-- Begin Given data --

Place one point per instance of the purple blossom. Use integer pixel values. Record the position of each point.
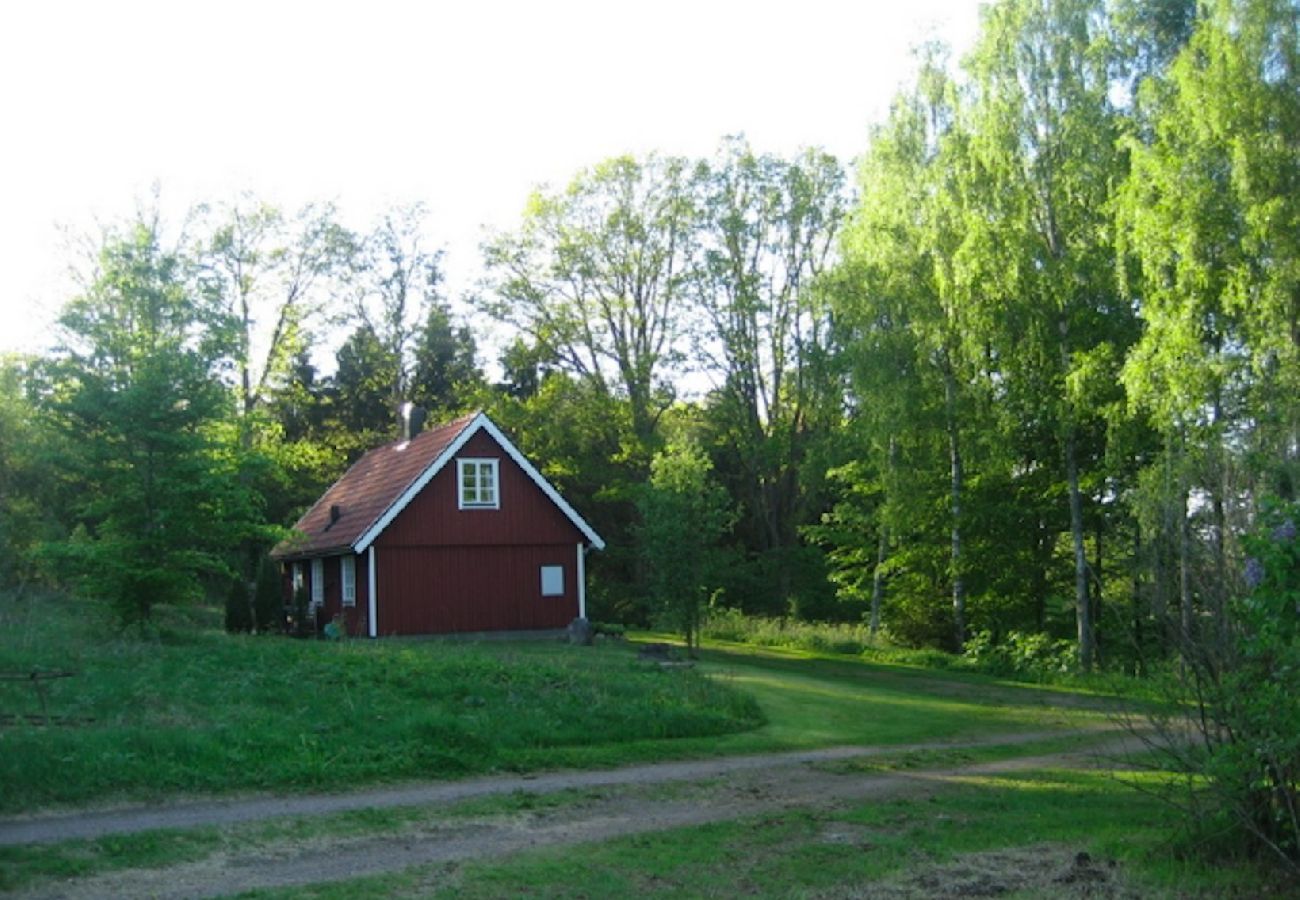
(1253, 572)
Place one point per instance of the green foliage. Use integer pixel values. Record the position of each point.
(1021, 654)
(30, 488)
(1243, 767)
(684, 515)
(238, 617)
(159, 503)
(196, 710)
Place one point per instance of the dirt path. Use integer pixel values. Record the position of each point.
(627, 804)
(125, 820)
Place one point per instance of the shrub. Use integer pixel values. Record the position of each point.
(238, 615)
(1240, 695)
(1021, 653)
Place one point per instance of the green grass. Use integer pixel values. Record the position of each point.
(836, 853)
(193, 710)
(200, 712)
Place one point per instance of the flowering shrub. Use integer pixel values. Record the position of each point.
(1244, 701)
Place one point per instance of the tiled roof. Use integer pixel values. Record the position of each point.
(365, 492)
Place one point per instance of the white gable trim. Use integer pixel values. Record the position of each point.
(480, 423)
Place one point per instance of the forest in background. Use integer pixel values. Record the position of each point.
(1032, 372)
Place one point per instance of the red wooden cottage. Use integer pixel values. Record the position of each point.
(451, 531)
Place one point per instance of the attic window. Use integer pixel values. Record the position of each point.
(476, 484)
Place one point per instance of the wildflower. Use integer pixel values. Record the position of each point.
(1253, 572)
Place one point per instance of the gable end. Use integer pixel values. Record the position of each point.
(480, 423)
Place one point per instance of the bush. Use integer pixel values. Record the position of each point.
(1240, 695)
(1021, 654)
(238, 615)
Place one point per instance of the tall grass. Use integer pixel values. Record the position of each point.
(728, 624)
(185, 709)
(1032, 658)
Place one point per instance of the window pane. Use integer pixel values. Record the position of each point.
(349, 572)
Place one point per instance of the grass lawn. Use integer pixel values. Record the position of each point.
(984, 836)
(194, 710)
(198, 710)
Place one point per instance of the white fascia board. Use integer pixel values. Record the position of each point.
(449, 453)
(542, 483)
(480, 423)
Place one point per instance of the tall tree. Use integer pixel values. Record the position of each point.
(1044, 138)
(684, 515)
(399, 293)
(1210, 216)
(273, 276)
(766, 230)
(445, 370)
(593, 277)
(908, 311)
(138, 397)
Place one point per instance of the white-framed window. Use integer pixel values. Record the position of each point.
(553, 580)
(347, 576)
(317, 582)
(476, 484)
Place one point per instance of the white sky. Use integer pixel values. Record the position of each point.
(463, 105)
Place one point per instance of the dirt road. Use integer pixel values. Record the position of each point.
(615, 803)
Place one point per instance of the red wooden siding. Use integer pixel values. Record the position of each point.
(525, 515)
(472, 588)
(446, 570)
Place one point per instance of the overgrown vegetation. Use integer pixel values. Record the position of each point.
(195, 710)
(1017, 834)
(1030, 657)
(1242, 701)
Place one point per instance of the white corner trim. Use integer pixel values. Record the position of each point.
(541, 481)
(480, 423)
(581, 580)
(369, 595)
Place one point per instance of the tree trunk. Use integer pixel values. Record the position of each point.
(1097, 595)
(954, 457)
(1082, 606)
(878, 579)
(1135, 605)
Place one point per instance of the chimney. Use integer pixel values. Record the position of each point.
(404, 420)
(411, 419)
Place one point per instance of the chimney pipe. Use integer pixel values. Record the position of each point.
(404, 419)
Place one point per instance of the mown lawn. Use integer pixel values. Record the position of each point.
(189, 709)
(1006, 835)
(343, 715)
(194, 710)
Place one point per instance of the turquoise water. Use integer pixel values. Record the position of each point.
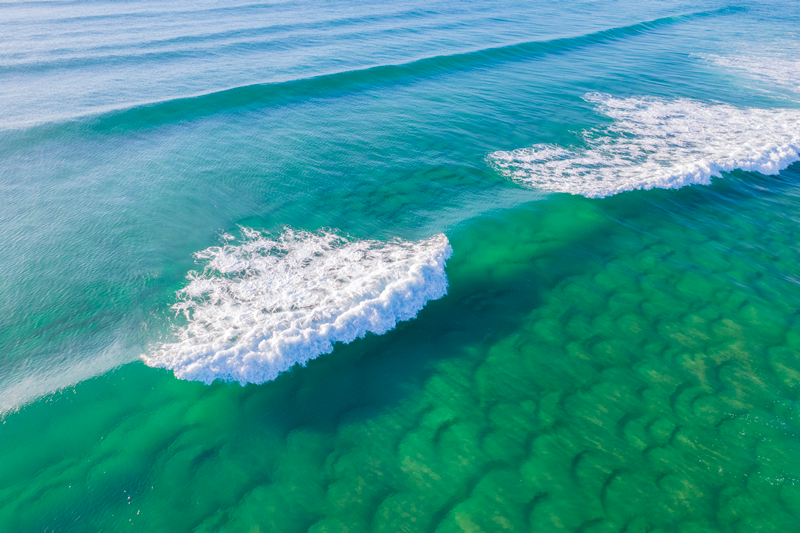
(411, 267)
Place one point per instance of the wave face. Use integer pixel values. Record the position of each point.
(773, 68)
(293, 85)
(658, 143)
(260, 307)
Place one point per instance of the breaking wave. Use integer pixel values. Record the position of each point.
(658, 143)
(261, 306)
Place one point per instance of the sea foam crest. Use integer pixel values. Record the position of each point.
(775, 66)
(263, 305)
(659, 143)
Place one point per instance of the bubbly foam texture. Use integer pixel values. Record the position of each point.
(658, 143)
(261, 306)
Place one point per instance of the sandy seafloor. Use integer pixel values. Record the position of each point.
(350, 267)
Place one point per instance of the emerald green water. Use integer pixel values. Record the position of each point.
(628, 363)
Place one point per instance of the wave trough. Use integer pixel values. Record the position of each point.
(266, 304)
(658, 143)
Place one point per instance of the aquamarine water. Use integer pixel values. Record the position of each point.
(341, 266)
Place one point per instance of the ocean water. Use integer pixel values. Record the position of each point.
(405, 267)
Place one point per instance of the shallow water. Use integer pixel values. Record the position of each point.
(613, 361)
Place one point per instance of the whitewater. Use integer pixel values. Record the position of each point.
(658, 143)
(262, 306)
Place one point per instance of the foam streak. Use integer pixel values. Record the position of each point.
(262, 306)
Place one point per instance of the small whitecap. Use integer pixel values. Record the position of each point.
(266, 304)
(658, 143)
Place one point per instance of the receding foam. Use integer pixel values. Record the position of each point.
(264, 304)
(659, 143)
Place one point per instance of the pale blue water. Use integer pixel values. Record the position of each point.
(567, 367)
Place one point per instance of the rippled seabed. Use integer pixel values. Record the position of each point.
(618, 363)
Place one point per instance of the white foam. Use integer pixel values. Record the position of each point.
(775, 65)
(266, 304)
(659, 143)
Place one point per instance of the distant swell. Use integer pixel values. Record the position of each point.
(261, 306)
(658, 143)
(326, 85)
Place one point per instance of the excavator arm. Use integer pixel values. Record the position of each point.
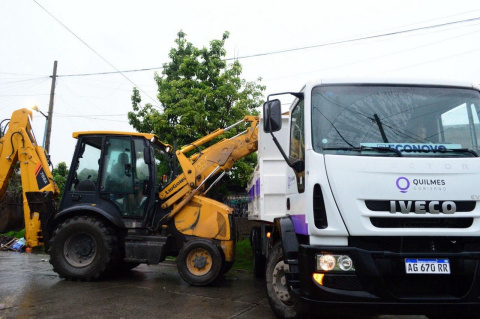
(196, 215)
(205, 164)
(18, 144)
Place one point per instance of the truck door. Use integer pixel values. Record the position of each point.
(296, 180)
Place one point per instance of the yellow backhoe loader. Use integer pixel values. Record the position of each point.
(122, 206)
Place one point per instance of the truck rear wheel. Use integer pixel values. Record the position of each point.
(81, 248)
(199, 262)
(283, 303)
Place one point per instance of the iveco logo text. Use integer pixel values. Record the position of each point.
(423, 207)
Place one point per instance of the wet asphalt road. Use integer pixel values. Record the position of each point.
(30, 289)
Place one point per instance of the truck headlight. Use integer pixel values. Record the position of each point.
(327, 263)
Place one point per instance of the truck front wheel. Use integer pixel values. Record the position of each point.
(199, 262)
(283, 303)
(81, 248)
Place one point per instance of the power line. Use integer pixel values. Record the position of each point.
(382, 35)
(98, 54)
(374, 57)
(426, 62)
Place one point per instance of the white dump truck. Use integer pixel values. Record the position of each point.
(375, 208)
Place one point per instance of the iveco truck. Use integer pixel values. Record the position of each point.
(379, 211)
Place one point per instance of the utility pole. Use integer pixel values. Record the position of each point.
(50, 108)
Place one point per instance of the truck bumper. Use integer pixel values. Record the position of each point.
(380, 283)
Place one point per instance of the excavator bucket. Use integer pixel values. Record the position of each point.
(43, 203)
(11, 214)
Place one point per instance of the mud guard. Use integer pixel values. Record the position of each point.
(286, 231)
(290, 246)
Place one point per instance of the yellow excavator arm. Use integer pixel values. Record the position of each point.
(205, 164)
(194, 214)
(18, 144)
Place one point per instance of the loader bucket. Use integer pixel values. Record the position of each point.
(11, 214)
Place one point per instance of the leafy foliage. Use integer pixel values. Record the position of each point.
(199, 93)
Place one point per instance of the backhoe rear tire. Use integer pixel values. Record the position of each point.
(199, 262)
(81, 248)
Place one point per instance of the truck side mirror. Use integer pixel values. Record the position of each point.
(298, 166)
(272, 112)
(147, 155)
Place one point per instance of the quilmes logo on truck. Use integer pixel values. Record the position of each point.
(420, 184)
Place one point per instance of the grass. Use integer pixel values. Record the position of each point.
(243, 256)
(16, 234)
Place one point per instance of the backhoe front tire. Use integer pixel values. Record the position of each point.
(199, 262)
(283, 303)
(81, 248)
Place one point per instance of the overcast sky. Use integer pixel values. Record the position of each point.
(139, 34)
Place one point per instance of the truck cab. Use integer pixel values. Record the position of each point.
(381, 207)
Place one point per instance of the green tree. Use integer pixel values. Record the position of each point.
(60, 174)
(199, 92)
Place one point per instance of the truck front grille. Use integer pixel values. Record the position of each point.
(384, 206)
(421, 222)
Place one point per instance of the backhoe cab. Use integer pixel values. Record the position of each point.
(122, 206)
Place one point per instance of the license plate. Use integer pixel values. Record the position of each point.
(427, 266)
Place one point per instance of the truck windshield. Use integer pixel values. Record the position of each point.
(371, 120)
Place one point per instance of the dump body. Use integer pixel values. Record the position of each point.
(267, 186)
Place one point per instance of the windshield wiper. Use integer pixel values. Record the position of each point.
(461, 150)
(365, 148)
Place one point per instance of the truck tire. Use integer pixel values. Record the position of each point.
(258, 264)
(199, 262)
(283, 303)
(81, 248)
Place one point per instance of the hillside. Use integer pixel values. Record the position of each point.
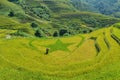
(59, 40)
(51, 17)
(107, 7)
(95, 54)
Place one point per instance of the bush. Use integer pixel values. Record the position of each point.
(34, 25)
(39, 33)
(11, 14)
(55, 34)
(62, 32)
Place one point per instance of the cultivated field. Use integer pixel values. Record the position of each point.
(93, 56)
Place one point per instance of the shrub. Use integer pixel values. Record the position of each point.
(62, 32)
(39, 33)
(55, 34)
(11, 14)
(34, 25)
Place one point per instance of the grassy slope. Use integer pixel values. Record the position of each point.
(26, 59)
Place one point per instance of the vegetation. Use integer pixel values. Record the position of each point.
(80, 45)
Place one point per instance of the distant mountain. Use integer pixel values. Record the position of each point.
(107, 7)
(51, 16)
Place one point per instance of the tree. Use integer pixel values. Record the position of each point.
(34, 25)
(55, 34)
(11, 14)
(62, 32)
(39, 33)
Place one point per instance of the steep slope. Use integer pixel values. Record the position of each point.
(52, 17)
(107, 7)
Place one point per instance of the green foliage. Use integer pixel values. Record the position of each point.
(62, 32)
(55, 34)
(34, 25)
(39, 33)
(11, 14)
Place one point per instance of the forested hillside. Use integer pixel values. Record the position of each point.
(51, 17)
(107, 7)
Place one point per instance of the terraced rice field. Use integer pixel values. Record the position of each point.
(93, 56)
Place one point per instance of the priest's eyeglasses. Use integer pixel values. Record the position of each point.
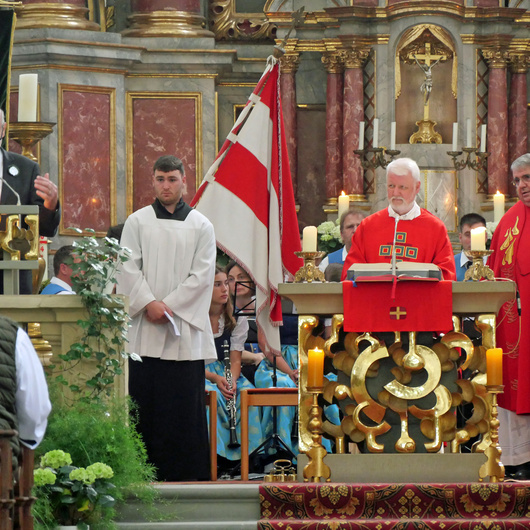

-- End Given data --

__Requirements__
Please write out the records word for word, from their first line through the line containing "(1021, 653)", both included. Leave the pictures out of your answer.

__Correct output__
Place one point per instance of the purple blossom. Use integer pixel values. Record the position of each point.
(1253, 572)
Place one point per instance of the green foliage. Use integer pixel values. Record the position of each point.
(1021, 654)
(30, 488)
(1243, 767)
(684, 515)
(238, 617)
(159, 503)
(196, 710)
Place one point per instance of the dirt path. Use integer pixel values. Record the position of each point.
(627, 804)
(125, 820)
Place one point per instance of the shrub. Use integer pixel values. Record the position of each point.
(238, 615)
(1240, 695)
(1021, 653)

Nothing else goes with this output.